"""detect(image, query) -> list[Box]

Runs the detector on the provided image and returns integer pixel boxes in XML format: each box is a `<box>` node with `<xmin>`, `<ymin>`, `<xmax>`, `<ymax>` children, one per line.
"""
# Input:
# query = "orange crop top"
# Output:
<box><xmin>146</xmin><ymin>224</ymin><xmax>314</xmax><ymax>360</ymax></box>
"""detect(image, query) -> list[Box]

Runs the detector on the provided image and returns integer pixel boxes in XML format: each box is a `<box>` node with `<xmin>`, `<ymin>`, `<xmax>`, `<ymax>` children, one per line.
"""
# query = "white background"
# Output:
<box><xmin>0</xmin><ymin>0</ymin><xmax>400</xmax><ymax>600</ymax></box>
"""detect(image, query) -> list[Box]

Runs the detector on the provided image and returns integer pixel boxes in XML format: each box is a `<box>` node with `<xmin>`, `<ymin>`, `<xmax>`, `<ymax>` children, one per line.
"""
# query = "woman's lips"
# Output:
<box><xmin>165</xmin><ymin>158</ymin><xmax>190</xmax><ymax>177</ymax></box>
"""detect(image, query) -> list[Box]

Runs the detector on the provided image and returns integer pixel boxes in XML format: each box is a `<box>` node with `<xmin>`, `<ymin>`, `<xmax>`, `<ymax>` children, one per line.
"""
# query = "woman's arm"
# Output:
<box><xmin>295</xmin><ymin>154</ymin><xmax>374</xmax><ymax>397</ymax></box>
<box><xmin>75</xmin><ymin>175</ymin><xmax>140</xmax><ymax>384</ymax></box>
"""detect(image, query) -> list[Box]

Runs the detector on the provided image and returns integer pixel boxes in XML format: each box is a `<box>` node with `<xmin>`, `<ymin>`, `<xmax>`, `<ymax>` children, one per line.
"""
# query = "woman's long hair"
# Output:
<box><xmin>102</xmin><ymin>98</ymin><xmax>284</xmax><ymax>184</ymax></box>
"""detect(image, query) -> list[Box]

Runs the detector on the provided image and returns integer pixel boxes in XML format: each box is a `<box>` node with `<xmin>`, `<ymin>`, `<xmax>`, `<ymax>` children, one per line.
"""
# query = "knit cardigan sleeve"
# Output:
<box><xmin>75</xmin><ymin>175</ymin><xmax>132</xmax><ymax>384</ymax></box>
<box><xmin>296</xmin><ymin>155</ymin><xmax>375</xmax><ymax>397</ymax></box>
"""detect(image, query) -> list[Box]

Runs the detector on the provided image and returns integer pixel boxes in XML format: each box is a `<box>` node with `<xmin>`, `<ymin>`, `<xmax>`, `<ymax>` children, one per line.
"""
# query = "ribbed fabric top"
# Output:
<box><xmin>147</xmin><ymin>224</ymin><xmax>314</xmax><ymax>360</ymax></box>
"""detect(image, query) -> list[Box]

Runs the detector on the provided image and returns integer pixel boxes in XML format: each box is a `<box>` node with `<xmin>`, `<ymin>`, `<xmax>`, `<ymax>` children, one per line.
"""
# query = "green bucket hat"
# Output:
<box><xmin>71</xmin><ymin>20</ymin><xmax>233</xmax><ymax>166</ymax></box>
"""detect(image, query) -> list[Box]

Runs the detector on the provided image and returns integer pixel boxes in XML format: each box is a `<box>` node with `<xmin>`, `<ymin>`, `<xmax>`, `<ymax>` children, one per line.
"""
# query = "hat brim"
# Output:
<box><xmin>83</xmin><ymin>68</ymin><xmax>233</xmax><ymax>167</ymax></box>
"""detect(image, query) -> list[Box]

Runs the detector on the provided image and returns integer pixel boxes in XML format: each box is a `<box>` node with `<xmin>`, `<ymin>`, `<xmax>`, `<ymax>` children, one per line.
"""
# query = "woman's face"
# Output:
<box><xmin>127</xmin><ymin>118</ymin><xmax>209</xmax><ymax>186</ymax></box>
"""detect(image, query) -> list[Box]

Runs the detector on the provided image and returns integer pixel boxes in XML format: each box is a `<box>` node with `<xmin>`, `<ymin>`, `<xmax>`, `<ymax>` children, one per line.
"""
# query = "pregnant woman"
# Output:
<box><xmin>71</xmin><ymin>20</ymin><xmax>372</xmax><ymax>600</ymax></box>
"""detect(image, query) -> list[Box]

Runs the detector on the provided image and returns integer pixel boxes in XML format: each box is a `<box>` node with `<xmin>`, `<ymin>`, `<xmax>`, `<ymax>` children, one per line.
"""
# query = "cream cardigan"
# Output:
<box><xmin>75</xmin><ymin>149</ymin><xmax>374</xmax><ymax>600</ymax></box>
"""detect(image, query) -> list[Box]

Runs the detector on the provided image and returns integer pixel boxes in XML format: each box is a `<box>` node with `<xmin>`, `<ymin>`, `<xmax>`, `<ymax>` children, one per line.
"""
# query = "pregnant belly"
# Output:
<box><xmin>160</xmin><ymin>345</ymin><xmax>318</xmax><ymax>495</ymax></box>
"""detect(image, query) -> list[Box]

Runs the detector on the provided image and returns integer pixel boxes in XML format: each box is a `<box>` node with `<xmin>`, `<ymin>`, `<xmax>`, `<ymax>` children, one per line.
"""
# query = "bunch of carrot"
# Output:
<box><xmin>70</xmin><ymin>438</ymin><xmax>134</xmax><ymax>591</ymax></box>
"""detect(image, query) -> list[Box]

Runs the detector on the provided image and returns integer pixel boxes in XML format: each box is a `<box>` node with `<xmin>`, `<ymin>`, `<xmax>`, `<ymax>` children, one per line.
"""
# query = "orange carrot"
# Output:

*Instructions for the task*: Gather every line of the material above that contains the string "cardigan".

*Problem solution*:
# query = "knit cardigan sleeve"
# query = "cream cardigan"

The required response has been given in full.